___ Task material

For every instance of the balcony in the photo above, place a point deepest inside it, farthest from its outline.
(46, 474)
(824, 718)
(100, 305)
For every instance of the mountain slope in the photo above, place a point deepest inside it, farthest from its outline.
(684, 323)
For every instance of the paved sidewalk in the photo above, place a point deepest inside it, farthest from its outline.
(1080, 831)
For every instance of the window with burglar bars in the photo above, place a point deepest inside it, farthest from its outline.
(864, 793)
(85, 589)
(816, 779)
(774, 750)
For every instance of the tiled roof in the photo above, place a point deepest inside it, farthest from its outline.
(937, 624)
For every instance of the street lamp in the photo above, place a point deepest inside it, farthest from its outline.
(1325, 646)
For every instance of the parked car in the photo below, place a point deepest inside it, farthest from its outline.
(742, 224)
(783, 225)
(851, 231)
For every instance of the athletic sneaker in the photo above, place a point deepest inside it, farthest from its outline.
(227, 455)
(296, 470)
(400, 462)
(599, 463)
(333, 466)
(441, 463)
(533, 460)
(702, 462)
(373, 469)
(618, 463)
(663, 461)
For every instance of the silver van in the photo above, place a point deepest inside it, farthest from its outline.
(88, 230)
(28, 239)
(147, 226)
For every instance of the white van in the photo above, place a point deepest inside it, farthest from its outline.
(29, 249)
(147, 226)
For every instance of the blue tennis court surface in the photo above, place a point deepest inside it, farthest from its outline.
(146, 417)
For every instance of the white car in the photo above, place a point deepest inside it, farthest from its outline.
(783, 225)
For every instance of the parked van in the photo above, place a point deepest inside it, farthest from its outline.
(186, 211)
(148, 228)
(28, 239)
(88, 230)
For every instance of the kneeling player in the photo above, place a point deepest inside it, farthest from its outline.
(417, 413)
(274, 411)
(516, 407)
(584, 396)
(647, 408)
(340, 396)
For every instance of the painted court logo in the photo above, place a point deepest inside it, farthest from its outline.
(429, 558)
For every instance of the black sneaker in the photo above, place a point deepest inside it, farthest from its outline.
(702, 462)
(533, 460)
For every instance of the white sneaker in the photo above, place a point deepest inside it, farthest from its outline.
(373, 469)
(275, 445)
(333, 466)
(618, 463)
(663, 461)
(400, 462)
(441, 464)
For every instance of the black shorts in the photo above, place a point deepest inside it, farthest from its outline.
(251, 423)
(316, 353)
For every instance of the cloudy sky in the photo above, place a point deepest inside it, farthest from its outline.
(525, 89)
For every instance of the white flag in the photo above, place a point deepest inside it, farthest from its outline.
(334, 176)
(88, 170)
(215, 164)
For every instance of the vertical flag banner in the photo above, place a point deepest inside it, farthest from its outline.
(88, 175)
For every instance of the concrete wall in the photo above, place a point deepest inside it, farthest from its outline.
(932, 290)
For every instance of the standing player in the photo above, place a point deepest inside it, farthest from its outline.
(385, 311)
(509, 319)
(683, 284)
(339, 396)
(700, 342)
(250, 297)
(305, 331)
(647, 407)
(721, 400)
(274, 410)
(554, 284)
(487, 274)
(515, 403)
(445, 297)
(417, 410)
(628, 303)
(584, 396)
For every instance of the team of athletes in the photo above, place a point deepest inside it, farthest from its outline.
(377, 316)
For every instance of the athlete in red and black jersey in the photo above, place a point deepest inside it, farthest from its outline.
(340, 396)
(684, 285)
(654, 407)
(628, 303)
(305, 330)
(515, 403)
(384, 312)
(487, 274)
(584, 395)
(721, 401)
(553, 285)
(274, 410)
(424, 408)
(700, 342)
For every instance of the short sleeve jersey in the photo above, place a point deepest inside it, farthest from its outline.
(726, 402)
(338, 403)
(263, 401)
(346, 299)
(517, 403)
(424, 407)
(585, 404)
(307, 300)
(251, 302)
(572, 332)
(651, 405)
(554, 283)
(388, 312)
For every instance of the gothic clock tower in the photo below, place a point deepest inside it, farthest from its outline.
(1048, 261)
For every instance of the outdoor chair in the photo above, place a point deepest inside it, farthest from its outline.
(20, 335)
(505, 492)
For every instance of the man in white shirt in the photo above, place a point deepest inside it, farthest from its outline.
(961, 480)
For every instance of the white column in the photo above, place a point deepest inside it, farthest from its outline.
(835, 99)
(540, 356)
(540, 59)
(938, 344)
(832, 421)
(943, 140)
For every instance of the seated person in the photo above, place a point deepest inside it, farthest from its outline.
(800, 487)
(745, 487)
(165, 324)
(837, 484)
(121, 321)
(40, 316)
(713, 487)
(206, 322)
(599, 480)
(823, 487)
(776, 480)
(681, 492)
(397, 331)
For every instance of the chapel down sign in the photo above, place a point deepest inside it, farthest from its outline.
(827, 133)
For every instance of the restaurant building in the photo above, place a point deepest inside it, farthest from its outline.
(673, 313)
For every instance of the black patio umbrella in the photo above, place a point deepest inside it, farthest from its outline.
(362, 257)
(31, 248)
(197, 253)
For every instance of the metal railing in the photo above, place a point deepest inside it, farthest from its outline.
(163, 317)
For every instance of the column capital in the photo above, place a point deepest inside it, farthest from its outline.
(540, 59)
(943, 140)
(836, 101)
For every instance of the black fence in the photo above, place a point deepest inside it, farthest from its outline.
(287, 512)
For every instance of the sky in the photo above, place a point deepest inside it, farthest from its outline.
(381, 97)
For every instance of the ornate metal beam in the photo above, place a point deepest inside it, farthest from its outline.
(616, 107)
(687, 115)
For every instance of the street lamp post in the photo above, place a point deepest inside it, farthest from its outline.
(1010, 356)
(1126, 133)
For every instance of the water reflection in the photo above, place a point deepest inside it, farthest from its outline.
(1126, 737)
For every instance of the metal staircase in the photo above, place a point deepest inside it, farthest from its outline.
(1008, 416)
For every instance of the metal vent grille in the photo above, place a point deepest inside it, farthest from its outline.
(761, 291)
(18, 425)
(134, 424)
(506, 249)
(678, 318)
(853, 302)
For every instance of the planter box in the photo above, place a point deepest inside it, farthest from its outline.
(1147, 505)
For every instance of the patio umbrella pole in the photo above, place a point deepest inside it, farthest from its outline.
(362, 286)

______
___ Task material

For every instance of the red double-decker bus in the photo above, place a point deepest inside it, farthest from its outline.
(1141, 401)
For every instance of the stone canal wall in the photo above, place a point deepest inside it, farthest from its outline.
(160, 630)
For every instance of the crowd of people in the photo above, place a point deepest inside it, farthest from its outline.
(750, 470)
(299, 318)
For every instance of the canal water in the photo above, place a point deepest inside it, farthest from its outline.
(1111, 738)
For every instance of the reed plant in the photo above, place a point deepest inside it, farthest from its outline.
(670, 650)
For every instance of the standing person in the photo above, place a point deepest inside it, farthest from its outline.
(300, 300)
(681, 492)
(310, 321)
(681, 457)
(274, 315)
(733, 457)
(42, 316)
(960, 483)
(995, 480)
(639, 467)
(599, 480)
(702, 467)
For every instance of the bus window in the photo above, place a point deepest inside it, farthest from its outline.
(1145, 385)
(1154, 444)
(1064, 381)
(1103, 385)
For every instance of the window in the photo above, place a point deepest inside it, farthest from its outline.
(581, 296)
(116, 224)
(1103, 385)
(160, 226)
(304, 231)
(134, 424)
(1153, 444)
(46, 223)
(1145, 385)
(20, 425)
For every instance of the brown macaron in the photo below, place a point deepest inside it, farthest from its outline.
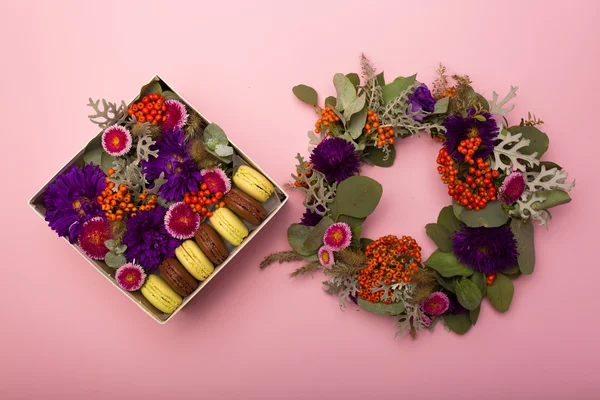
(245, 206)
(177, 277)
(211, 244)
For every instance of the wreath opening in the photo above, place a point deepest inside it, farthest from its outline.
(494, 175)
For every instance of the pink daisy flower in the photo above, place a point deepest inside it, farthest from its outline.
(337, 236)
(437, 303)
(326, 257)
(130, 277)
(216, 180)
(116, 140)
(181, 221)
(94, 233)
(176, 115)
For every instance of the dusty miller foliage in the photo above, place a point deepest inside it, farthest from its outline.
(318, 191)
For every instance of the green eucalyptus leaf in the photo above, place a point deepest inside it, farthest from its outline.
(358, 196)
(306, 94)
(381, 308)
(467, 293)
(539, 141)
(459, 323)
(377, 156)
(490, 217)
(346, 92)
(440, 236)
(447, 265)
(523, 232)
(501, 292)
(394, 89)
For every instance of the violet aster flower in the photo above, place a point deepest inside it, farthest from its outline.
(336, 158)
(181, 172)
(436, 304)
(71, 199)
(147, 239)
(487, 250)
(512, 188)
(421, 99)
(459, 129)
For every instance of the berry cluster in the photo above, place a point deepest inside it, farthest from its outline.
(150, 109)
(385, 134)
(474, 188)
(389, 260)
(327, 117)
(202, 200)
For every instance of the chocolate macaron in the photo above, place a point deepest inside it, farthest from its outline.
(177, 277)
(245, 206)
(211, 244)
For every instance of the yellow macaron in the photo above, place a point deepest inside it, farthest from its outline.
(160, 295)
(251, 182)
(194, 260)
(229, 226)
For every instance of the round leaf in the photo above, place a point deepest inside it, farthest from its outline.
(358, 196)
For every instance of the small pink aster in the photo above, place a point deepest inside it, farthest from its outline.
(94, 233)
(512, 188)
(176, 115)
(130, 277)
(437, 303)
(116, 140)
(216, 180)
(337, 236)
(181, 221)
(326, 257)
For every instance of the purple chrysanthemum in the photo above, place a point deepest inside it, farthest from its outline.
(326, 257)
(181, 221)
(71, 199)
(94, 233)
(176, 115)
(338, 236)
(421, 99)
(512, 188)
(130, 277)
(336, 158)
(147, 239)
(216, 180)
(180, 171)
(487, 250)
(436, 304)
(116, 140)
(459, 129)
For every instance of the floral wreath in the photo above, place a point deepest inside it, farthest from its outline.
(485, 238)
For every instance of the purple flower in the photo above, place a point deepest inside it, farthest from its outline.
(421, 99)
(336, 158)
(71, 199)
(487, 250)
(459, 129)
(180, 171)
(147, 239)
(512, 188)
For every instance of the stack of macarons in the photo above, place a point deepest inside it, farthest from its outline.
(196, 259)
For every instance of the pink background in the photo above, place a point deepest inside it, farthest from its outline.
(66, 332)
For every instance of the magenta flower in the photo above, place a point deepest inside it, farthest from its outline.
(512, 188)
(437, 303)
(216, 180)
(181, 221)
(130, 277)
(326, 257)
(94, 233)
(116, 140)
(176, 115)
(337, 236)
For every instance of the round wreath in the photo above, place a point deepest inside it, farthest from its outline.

______

* Task description *
Can you reproduce only the rows starting at the line containing "For every instance of the balcony" and ending at the line containing "(1080, 831)", requests included, but scale every point coordinate in the answers by 1.05 and round each result to a whole number, with halves rounding up?

* Answer for this exercise *
For every instance of the balcony in the photo above, place a point deepest inside it, farthest from its outline.
(48, 498)
(865, 754)
(105, 320)
For every instance of the mountain slope in the photo above, place a point deepest inside it, farthest from its outline.
(718, 339)
For every instance of the paved sidewalk in the photo above, place a point deepest inside it, farthest from its outline.
(1134, 873)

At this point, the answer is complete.